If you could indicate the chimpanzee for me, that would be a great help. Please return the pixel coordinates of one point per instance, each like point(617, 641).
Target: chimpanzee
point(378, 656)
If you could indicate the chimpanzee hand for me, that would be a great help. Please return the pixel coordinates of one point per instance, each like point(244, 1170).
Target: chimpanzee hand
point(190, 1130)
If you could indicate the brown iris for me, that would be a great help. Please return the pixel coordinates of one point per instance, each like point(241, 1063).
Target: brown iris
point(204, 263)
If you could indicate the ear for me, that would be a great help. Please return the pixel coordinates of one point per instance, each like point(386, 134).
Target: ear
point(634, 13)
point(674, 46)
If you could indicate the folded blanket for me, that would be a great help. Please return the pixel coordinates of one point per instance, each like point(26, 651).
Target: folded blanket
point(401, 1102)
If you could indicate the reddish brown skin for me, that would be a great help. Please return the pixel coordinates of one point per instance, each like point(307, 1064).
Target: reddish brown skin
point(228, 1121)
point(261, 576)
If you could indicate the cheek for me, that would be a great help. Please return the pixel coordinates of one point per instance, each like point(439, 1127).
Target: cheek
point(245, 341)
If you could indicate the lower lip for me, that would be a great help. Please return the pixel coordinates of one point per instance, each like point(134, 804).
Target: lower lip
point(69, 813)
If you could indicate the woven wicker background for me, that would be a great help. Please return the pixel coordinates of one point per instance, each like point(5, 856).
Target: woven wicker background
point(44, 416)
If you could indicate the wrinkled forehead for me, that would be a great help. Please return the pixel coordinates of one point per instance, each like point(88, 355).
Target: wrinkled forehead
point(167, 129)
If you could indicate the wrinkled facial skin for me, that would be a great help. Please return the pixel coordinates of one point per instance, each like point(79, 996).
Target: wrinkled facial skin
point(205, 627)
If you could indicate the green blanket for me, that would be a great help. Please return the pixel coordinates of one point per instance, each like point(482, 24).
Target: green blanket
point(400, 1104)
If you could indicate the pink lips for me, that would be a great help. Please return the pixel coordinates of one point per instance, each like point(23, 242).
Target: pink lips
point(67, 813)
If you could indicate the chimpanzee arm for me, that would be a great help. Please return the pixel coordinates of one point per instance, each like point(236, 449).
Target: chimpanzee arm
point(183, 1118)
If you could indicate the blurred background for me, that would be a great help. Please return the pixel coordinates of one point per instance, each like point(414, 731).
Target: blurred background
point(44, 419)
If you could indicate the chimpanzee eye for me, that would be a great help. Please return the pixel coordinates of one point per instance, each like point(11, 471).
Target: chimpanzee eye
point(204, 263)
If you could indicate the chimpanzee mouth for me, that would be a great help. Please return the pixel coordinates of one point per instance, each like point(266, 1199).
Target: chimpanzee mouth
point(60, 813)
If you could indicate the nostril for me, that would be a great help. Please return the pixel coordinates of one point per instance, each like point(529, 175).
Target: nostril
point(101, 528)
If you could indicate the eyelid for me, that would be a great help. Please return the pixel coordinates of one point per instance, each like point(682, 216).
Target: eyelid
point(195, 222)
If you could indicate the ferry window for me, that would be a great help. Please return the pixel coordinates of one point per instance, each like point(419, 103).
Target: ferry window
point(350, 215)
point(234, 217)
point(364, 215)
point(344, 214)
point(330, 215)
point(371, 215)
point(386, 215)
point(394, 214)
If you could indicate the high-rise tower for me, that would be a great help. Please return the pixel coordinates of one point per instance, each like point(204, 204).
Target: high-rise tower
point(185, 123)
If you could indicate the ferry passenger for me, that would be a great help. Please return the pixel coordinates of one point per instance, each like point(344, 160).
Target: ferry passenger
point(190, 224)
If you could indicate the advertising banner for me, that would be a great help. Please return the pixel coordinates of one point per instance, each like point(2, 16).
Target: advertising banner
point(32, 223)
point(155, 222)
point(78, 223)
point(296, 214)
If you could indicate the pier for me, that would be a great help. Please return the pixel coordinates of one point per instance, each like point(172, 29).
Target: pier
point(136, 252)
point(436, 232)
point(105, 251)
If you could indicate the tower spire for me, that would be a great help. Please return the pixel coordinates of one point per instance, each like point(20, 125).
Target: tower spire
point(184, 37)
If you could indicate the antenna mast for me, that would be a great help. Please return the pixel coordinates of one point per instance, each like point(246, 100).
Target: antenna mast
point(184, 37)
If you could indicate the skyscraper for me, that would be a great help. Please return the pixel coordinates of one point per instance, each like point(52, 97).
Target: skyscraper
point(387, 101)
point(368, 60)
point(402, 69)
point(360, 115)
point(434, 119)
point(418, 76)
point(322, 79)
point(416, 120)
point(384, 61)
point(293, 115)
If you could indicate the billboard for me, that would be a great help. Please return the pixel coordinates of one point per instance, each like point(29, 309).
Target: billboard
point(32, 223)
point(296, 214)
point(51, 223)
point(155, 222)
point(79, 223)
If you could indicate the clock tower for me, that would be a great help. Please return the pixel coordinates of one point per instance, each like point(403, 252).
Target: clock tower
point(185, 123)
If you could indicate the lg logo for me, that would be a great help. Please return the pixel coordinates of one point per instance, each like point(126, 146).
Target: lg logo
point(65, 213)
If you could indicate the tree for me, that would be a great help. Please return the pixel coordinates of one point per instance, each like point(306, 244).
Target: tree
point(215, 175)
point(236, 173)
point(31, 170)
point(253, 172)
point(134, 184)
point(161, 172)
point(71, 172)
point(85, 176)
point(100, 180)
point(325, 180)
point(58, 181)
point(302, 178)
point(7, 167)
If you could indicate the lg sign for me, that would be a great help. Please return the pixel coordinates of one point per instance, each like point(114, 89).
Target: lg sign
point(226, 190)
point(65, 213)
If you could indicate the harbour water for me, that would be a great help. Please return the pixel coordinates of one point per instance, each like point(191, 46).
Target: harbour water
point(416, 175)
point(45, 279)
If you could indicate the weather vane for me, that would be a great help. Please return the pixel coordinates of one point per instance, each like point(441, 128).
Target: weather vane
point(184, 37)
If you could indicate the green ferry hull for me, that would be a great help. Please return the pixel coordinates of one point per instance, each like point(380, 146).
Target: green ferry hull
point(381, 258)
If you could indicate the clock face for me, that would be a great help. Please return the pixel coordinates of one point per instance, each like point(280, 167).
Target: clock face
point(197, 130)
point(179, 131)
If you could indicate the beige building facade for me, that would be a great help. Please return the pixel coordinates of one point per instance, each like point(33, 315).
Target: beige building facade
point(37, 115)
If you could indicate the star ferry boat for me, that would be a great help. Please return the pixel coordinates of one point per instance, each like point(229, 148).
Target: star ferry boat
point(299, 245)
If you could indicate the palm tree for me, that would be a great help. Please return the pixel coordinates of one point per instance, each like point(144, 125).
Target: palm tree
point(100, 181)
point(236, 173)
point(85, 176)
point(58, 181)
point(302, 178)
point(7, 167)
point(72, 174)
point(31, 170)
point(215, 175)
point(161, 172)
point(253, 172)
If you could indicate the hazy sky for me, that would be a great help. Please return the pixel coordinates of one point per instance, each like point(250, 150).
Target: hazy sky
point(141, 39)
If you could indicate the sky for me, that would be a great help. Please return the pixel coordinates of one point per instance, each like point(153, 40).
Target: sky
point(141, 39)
-*-
◆ PROBLEM TO SOLVE: In restating the data, begin at its first line, reproduce each line word for word, and conclude with the line that contains "If you could indicate the brown".

◆ RESPONSE FOR THIS EXERCISE:
If you could indicate the chimpanzee for me, that would be a great help. Please return the pixel coordinates of one point per instance, each like point(617, 641).
Target: chimpanzee
point(378, 656)
If you could indicate the chimpanzee hand for me, that would be a great help. Please return the pixel coordinates of one point per instance, each like point(244, 1170).
Target: chimpanzee hand
point(190, 1130)
If you could indicate the brown iris for me, that would be a great help. Please return the pixel coordinates of one point per instance, each like point(241, 1063).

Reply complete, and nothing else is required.